■ Your instructions
Return, exactly and in full, the lines of the records below starting at the one with "Spot the blonde-haired" and ending at the one with "Spot the yellow road", and no other lines.

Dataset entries
----

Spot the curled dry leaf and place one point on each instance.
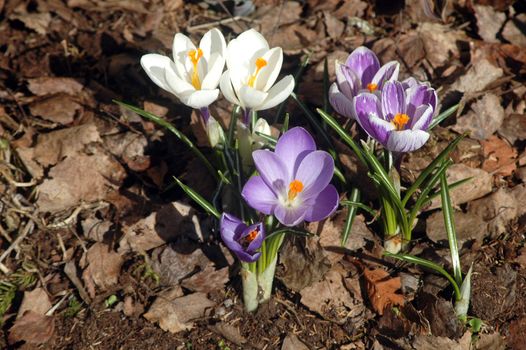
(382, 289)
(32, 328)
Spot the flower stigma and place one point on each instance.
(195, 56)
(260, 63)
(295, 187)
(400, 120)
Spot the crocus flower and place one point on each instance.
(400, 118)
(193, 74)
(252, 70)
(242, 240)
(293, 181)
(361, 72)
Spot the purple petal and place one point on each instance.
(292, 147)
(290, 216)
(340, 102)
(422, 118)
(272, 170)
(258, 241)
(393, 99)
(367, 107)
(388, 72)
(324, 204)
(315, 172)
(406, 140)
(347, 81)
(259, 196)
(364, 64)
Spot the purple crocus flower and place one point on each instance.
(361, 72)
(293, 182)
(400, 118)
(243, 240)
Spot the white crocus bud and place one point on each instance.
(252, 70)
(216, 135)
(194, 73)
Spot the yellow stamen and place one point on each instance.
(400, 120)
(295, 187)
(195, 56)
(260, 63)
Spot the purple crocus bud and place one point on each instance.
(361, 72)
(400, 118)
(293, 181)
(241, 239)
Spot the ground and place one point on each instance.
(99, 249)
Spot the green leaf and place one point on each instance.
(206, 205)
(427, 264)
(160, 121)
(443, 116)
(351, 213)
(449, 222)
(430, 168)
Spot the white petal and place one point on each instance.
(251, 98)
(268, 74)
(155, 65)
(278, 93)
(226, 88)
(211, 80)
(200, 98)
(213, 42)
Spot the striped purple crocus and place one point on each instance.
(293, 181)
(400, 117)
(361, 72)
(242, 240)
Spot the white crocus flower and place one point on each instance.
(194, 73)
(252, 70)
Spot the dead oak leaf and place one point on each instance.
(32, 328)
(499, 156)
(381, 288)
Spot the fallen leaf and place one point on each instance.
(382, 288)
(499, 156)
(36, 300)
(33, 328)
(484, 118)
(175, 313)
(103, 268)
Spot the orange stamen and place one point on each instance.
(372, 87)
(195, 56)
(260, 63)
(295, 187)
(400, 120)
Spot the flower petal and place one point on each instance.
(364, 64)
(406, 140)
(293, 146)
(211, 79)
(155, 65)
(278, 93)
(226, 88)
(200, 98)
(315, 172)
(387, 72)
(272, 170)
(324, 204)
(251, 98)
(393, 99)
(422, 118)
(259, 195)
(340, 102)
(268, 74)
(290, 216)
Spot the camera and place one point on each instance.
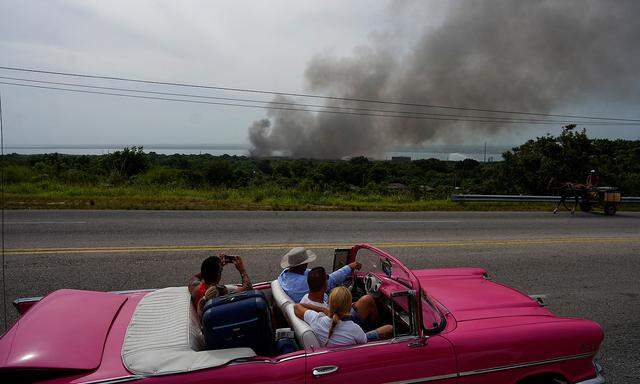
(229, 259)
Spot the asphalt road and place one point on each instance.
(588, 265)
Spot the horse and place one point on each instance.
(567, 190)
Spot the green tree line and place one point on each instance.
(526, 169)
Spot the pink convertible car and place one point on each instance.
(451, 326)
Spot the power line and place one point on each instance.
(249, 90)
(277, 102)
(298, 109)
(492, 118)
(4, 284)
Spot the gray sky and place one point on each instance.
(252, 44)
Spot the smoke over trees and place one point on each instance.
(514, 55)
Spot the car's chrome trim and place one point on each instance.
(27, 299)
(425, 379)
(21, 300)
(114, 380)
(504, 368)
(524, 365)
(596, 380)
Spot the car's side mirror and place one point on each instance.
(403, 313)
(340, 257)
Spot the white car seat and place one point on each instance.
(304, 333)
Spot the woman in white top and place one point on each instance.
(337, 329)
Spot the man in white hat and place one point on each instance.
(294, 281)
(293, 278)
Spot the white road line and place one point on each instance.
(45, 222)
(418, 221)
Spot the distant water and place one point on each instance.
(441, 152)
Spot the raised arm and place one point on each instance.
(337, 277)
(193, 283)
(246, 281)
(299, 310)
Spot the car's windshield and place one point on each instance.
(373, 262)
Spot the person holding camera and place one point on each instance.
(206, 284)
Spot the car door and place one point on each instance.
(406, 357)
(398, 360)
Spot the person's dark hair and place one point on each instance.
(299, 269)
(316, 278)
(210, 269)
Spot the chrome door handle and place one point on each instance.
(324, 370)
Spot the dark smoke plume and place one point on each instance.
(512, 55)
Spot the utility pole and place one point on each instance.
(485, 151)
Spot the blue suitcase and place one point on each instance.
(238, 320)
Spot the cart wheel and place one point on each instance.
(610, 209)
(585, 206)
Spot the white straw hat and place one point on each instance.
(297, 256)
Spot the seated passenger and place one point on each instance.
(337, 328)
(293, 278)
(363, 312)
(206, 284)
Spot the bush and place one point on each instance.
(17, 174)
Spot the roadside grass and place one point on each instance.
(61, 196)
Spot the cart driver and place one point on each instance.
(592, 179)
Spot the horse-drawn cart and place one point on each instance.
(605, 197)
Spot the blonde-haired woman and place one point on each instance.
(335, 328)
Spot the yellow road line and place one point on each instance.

----

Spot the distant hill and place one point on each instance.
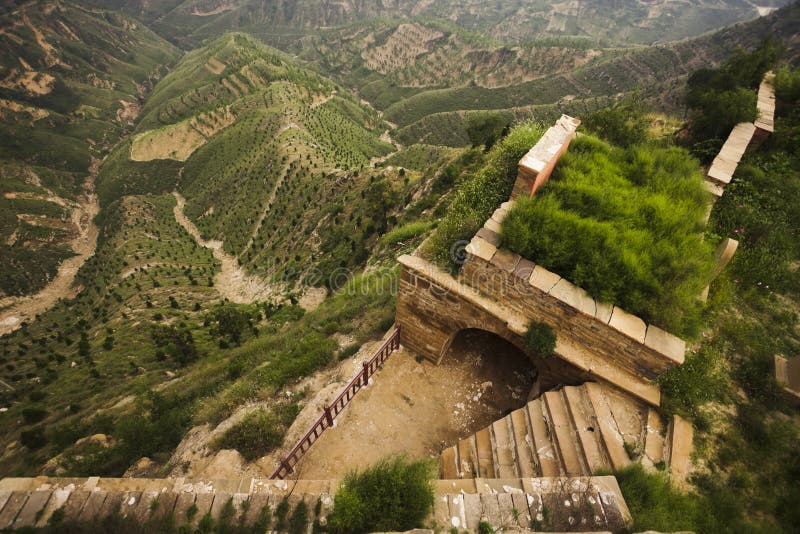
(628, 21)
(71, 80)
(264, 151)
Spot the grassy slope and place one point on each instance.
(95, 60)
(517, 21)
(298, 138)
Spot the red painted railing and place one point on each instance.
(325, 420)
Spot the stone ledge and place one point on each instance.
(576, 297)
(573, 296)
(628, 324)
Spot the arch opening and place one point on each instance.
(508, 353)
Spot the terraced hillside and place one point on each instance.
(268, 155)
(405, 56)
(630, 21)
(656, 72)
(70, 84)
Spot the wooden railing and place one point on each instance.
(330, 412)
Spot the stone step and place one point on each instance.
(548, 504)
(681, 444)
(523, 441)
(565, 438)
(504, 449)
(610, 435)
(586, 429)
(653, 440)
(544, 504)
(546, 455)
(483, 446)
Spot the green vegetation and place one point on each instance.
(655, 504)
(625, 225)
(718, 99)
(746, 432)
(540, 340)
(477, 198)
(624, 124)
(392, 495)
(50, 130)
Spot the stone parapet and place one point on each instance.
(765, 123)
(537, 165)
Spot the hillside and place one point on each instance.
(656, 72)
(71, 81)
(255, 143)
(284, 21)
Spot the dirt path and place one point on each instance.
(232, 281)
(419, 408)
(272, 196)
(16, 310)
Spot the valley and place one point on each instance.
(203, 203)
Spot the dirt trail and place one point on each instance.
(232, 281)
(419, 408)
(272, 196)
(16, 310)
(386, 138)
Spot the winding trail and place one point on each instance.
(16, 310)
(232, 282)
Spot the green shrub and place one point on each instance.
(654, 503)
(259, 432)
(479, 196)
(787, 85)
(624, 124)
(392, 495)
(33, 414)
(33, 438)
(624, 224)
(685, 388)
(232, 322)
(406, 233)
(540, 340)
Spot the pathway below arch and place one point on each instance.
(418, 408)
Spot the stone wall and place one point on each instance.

----

■ Output of the exercise
Spot the blonde-haired woman and place one point on each instance.
(335, 328)
Spot the yellow road line and place one point on each instance.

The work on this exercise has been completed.